Yapılacak İş 1:
Mevlâna hakkındaki metinde "Madem ki canın" ile başlayıp "tamamlayıp kalkar gideriz." ile biten kısmın tamamını kelimesi kelimesine aktarın.

"Can nedir? Hayırdan, serden haberdar olan, lütuf ve ihsana sevinen, zarardan yerinip ağlayan şey.
Madem ki canın sırrı, mahiyeti, insana hayrı, şerri haber vermede.. .şu halde hakikatten kimin daha ziyade haberi varsa o, daha canlıdır. "
Kimimiz sıkı ve çetrefil ilişkilerin olduğu kalabalık ve yoğun şehirlerde yaşıyor, kimimiz durgun bir deniz yüzeyi gibi billurlaşmış bir sessizliğin ortasında, kendi can'ına, kendi aklına, kendi ruh'una dikkat kesilmiş müsekkin bir kıyı kasabasında, kimimiz taşrada bir ovanın bir bozkırın ortasında, tabiatin sükun verici şefkatine mahzar, kimimiz bir otoyol kavşağında araba gürültüleriyle müzmin; 'dünya' denen macerada yazı'mızı okur, yaşar, sökmeye çalışır, tedris ederiz. Herkes hakikatin yazı'sıyla mühürlüdür bu evrende, saat çalınca tedrisatı tamamlayıp kalkar gideriz.
Biz kalkıp gitmeden evvel, hakikatin sesini duyduk mu? Bu can alıcı soru, anlaşılacağı üzere, canımıza ilişkindir esasında. Hakikati ne kadar idrak ettik de canımız can'landı? Hayat buldu? Neşv ü nema buldu? Çiçek açtı? Dal budak saldı? Gövdeleşti? Kandı karalandı, bir ses sahibi oldu? Oysa biz hayat denen bu tiyatroyu, kendi sözlerimiz ve rollerimizle süsler dururuz. Bu cangıl, bu karmaşa, hakikatten yoksun veya hakikat yoksulu bir hapishanedir. Karanlığı ışığa çevirmenin yolu görmektir sadece: Hakikati görmek. İşte Mevlâna, baştan sona bütün hayatı ve sözleriyle, bizim, hakikati görmemize engel olan şeyleri ortadan kaldırabilen müşahhas bir örnek, hisse alıp hayatımıza yansıtabileceğimiz bir müderris, bir mütefekkir, bir 'ışık adamı'dır. Yukarıya aldığımız örnek sözün bize söylediği, işaret ettiği şey, bu kaotik ortamda hakikate ne kadar dikkat kesildiğimiz, hakikatten ne kadar haberdar olduğumuzla alâkalı, bizi canımızdan yakalayan bir gerçektir. Gerçektir çünkü bu hayatta sahte roller, yapma tavırlarda var. Sentetikten ne kadar rahatsızlık duyuyorsak, Mevlâna'nın sahiciliğine o kadar yakın olacağız demektir. Postmodernizmin bir özelliği de belirsizliktir. Belirsizliğin temelinde sahte bir hayat algısı yatar. Mevlâna, bizi esasa, öze çağıran bir ses olması vasfıyla, yaşadığımız belirsizliği netliğe kavuşturacak bir hakikat ışığı, perçinleyen bir damar, sahiciliğimizdir: Hakikatin sesi.

Veri kümesi kayıtları:
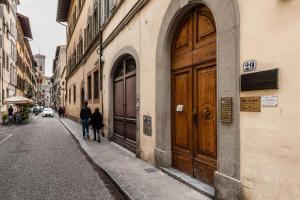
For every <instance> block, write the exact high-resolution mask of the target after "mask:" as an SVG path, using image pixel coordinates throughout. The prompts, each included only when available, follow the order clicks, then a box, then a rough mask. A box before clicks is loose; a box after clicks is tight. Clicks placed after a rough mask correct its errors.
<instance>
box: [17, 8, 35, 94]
mask: <svg viewBox="0 0 300 200" xmlns="http://www.w3.org/2000/svg"><path fill="white" fill-rule="evenodd" d="M17 16H18V20H17V34H18V35H17V45H16V48H17V62H16V66H17V85H16V95H17V96H25V97H28V98H30V99H31V98H32V97H34V96H35V93H36V84H37V80H36V76H35V74H34V72H35V70H36V67H35V65H34V63H35V62H34V60H33V55H32V51H31V47H30V44H29V40H32V32H31V27H30V22H29V18H28V17H26V16H24V15H22V14H19V13H17Z"/></svg>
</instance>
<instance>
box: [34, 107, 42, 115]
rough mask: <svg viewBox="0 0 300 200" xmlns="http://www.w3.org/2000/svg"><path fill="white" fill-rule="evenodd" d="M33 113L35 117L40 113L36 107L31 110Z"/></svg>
mask: <svg viewBox="0 0 300 200" xmlns="http://www.w3.org/2000/svg"><path fill="white" fill-rule="evenodd" d="M33 113H34V114H35V115H38V114H39V113H40V108H39V107H38V106H37V107H34V108H33Z"/></svg>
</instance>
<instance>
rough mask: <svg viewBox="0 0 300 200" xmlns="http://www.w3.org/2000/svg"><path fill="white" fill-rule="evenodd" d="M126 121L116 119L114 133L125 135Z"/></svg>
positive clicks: (122, 135) (114, 120)
mask: <svg viewBox="0 0 300 200" xmlns="http://www.w3.org/2000/svg"><path fill="white" fill-rule="evenodd" d="M124 132H125V131H124V122H123V121H119V120H116V119H115V120H114V134H118V135H119V136H121V137H124V136H125V135H124Z"/></svg>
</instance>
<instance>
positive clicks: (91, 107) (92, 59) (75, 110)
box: [66, 0, 101, 120]
mask: <svg viewBox="0 0 300 200" xmlns="http://www.w3.org/2000/svg"><path fill="white" fill-rule="evenodd" d="M75 6H77V1H74V0H73V1H72V4H71V10H70V13H73V10H74V8H75ZM93 6H94V1H90V0H88V1H85V3H84V5H83V7H82V10H81V13H80V16H79V18H78V21H77V24H76V27H75V29H74V32H73V33H72V36H71V40H70V43H69V46H67V59H68V58H69V57H70V56H71V55H72V54H73V52H74V49H75V48H76V47H77V44H78V42H79V39H80V36H81V37H82V38H83V39H84V29H85V27H86V25H87V19H88V16H90V15H91V14H92V11H93V8H94V7H93ZM77 7H78V6H77ZM77 13H78V14H79V10H77ZM98 58H99V56H98V54H97V48H96V49H95V50H94V51H93V52H92V53H91V55H89V56H87V58H86V59H85V62H84V63H83V64H82V65H81V66H80V67H78V69H77V70H75V72H74V73H73V75H72V76H71V77H70V78H69V79H68V80H67V94H68V99H67V100H66V108H67V114H68V115H71V117H73V118H76V119H77V120H79V114H80V108H81V87H82V82H84V83H85V84H84V85H85V86H84V87H85V88H84V89H85V99H86V100H87V75H88V73H90V72H93V71H94V70H95V68H96V67H97V66H96V65H95V63H96V62H97V60H98ZM73 85H76V102H75V103H74V101H73V94H74V91H73ZM92 85H93V76H92ZM69 88H71V91H72V99H71V104H69ZM92 91H93V90H92ZM92 96H93V92H92ZM89 107H90V108H91V109H92V111H94V110H95V108H96V107H100V109H101V104H100V101H94V99H93V100H92V101H89Z"/></svg>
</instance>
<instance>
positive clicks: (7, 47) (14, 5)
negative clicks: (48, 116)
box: [0, 0, 19, 111]
mask: <svg viewBox="0 0 300 200" xmlns="http://www.w3.org/2000/svg"><path fill="white" fill-rule="evenodd" d="M17 5H19V1H18V0H8V1H5V2H4V3H1V4H0V9H1V21H2V23H1V26H2V33H1V35H2V38H1V40H2V41H1V43H2V52H1V58H2V62H1V63H2V73H1V93H2V95H1V99H2V105H1V111H6V110H7V105H6V104H5V103H4V99H5V98H9V97H12V96H14V95H15V94H16V87H15V86H16V85H17V67H16V60H17V53H16V41H17V28H16V22H17Z"/></svg>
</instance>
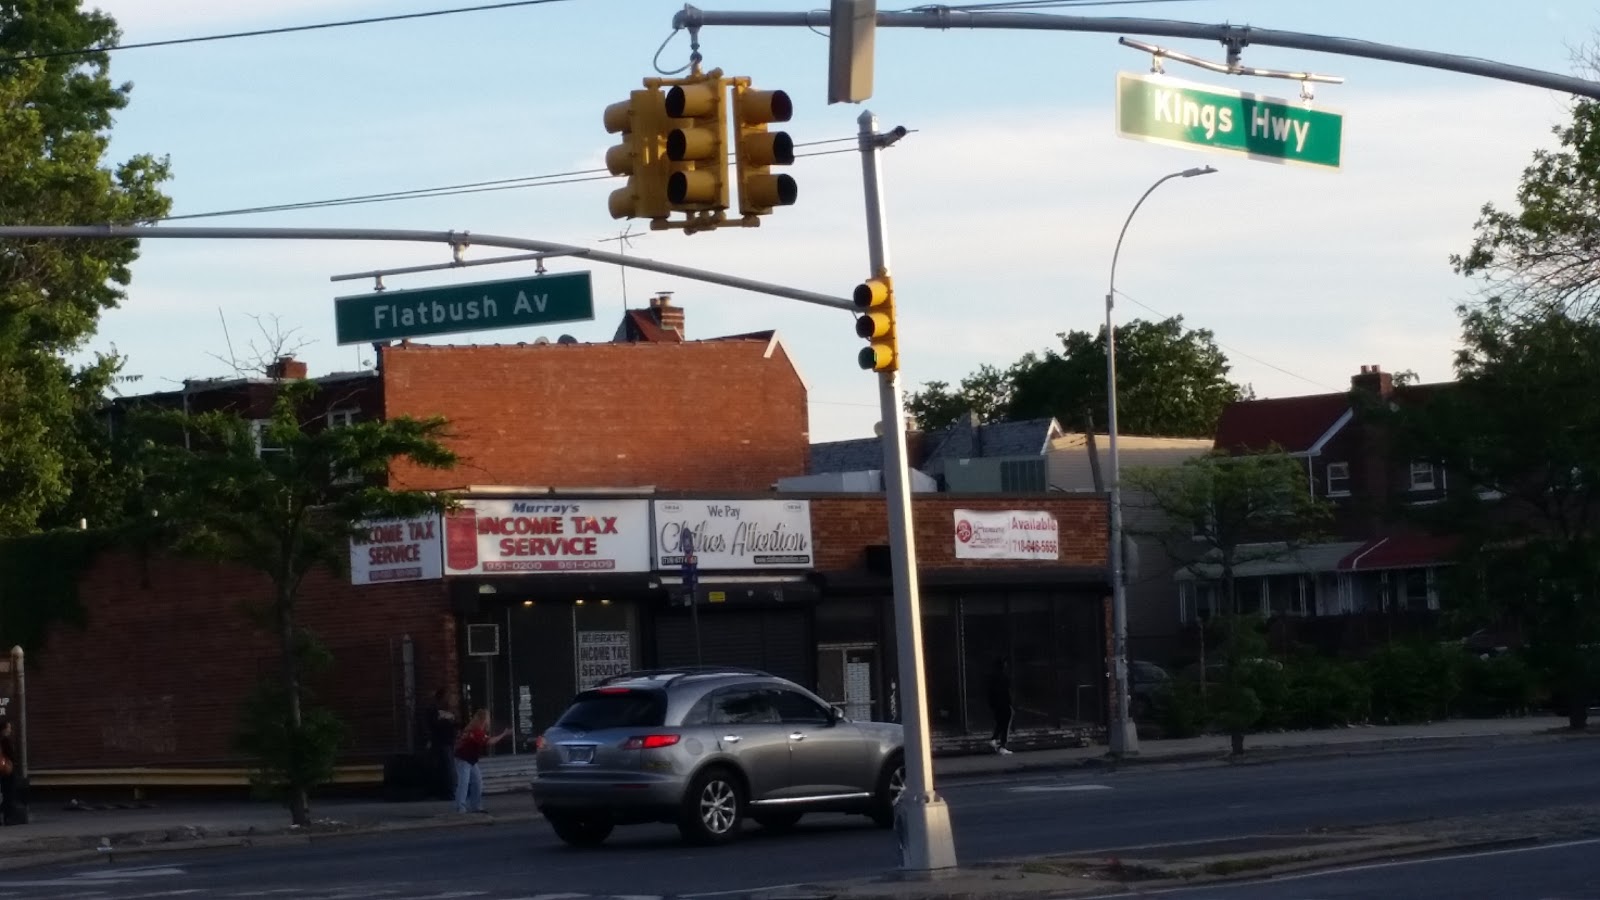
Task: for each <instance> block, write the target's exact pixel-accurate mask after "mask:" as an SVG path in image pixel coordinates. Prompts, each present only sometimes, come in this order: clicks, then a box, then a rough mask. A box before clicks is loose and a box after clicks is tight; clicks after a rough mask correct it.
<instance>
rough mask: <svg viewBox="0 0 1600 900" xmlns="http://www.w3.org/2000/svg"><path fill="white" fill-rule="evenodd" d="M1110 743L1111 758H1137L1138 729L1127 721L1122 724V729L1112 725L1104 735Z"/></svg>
mask: <svg viewBox="0 0 1600 900" xmlns="http://www.w3.org/2000/svg"><path fill="white" fill-rule="evenodd" d="M1106 737H1107V738H1109V741H1107V743H1110V753H1112V756H1138V754H1139V727H1138V725H1134V724H1133V719H1128V721H1126V722H1123V724H1122V729H1118V727H1117V725H1112V727H1110V730H1109V733H1107V735H1106Z"/></svg>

Yapılacak İş 2:
Kayıtların başından "box: [17, 8, 35, 94]" ifadesini içeren satıra kadar, o satır da dahil, her şeyi "Sıra" ve "Satır" sütunlarından oluşan bir Markdown tablosu olarak yeniden düzenleyin. Boş satırları atlayın, resimleri yanıta almayın.

Sonuç 1:
Madem ki canın sırrı, mahiyeti, insana hayrı, şerri haber vermede.. .şu halde hakikatten kimin daha ziyade haberi varsa o, daha canlıdır. "
Kimimiz sıkı ve çetrefil ilişkilerin olduğu kalabalık ve yoğun şehirlerde yaşıyor, kimimiz durgun bir deniz yüzeyi gibi billurlaşmış bir sessizliğin ortasında, kendi can'ına, kendi aklına, kendi ruh'una dikkat kesilmiş müsekkin bir kıyı kasabasında, kimimiz taşrada bir ovanın bir bozkırın ortasında, tabiatin sükun verici şefkatine mahzar, kimimiz bir otoyol kavşağında araba gürültüleriyle müzmin; 'dünya' denen macerada yazı'mızı okur, yaşar, sökmeye çalışır, tedris ederiz. Herkes hakikatin yazı'sıyla mühürlüdür bu evrende, saat çalınca tedrisatı tamamlayıp kalkar gideriz.

Sonuç 2:
| Sıra | Satır |
|---|---|
| 1 | For every <instance> block, write the exact high-resolution mask of the target after "mask:" as an SVG path, using image pixel coordinates throughout. The prompts, each included only when available, follow the order clicks, then a box, then a rough mask. A box before clicks is loose; a box after clicks is tight. Clicks placed after a rough mask correct its errors. |
| 2 | <instance> |
| 3 | box: [17, 8, 35, 94] |